- [DOCUMENT TEXT]
>> BEGIN

Lol... are you Trolling me? I would say you are displaying your own confirmation bias here as well as poor reading comprehension. RAF pilots said that the RAF administration was placing the pilots who did best in tests into bomber squadrons. Some of these same RAF pilots themselves preferred to fly fighters so they manipulated things so that they could. 

I myself did not make a value judgement on bomber pilot vs. fighter pilot in any of that. I was reporting what the pilots themselves said.

If you think I did, you should try re-reading it and assess your own confirmation bias.


----------



## pbehn (Jul 6, 2019)

Schweik said:


> Lol... are you Trolling me? I would say you are displaying your own confirmation bias here as well as poor reading comprehension. RAF pilots said that the RAF administration was placing the pilots who did best in tests into bomber squadrons. Some of these same RAF pilots themselves preferred to fly fighters so they manipulated things so that they could.
> 
> I myself did not make a value judgement on bomber pilot vs. fighter pilot in any of that. I was reporting what the pilots themselves said.
> 
> If you think I did, you should try re-reading it and assess your own confirmation bias.


Well many pilots had an idea of what they would like to do, is that proof of that being what they were best suited to do? I have read an anecdote of a fighter pilot transferred out of the BoB as a fighter pilot and survived the war as a perfectly good bomber pilot. I can look it up if you like but I may have to read Bungays "The Most Dangerous Enemy" again.


----------



## Schweik (Jul 6, 2019)

l looked up June 14 and 15, the two days mentioned in that Ju 88 article, in MAW II. They are covered in pages 220 through 230. These were both busy days with a lot of activity, but it looks like a P-40, specifically a Kittyhawk I of 250 Sqn, was indeed lost on the 15th and a Ju 88 did make one claim which might correspond to it.

The combat seems to be related to "Operation Vigorous", part of a complex series of convoys and interdiction operations ultimately meant to resupply Malta but partly failed. Actions on the 14th and 15th occurred as Royal Navy ships passed through an area South of Sicily called 'bomb alley' by aircrews and sailors.

>> END

(Excerpts of location labeling data)
>> BEGIN

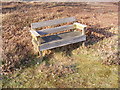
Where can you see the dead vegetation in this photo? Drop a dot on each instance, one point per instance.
(17, 46)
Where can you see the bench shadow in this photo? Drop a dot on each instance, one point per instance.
(27, 59)
(94, 35)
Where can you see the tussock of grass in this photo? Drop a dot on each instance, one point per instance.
(86, 71)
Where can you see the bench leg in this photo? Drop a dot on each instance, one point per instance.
(83, 44)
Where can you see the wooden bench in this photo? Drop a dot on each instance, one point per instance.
(58, 36)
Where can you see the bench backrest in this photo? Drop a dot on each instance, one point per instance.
(52, 22)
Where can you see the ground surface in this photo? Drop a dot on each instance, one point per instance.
(70, 66)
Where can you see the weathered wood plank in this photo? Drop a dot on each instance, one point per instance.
(52, 22)
(80, 26)
(56, 29)
(62, 42)
(61, 36)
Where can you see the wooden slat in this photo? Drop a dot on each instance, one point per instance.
(80, 26)
(52, 22)
(34, 33)
(62, 42)
(56, 29)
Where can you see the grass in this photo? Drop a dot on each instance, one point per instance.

>> END

- [SET TASK A] In the forum thread, why did some RAF pilots manipulate things?
- [SET TASK B] In the listing, swap "Drop a dot" for "Place a dot" in the stretch from the line containing "Where can you see the tussock" through the end of the listing. Give only those lines, with everything else unchanged.

- [COMPLETE ANSWER A] Some RAF pilots manipulated things because they preferred to fly fighters. The RAF administration was placing the pilots who did best in tests into bomber squadrons, and those pilots wanted to fly fighters instead.

- [COMPLETE ANSWER B]
Where can you see the tussock of grass in this photo? Place a dot on each instance, one point per instance.
(86, 71)
Where can you see the bench leg in this photo? Place a dot on each instance, one point per instance.
(83, 44)
Where can you see the wooden bench in this photo? Place a dot on each instance, one point per instance.
(58, 36)
Where can you see the bench backrest in this photo? Place a dot on each instance, one point per instance.
(52, 22)
Where can you see the ground surface in this photo? Place a dot on each instance, one point per instance.
(70, 66)
Where can you see the weathered wood plank in this photo? Place a dot on each instance, one point per instance.
(52, 22)
(80, 26)
(56, 29)
(62, 42)
(61, 36)
Where can you see the wooden slat in this photo? Place a dot on each instance, one point per instance.
(80, 26)
(52, 22)
(34, 33)
(62, 42)
(56, 29)
Where can you see the grass in this photo? Place a dot on each instance, one point per instance.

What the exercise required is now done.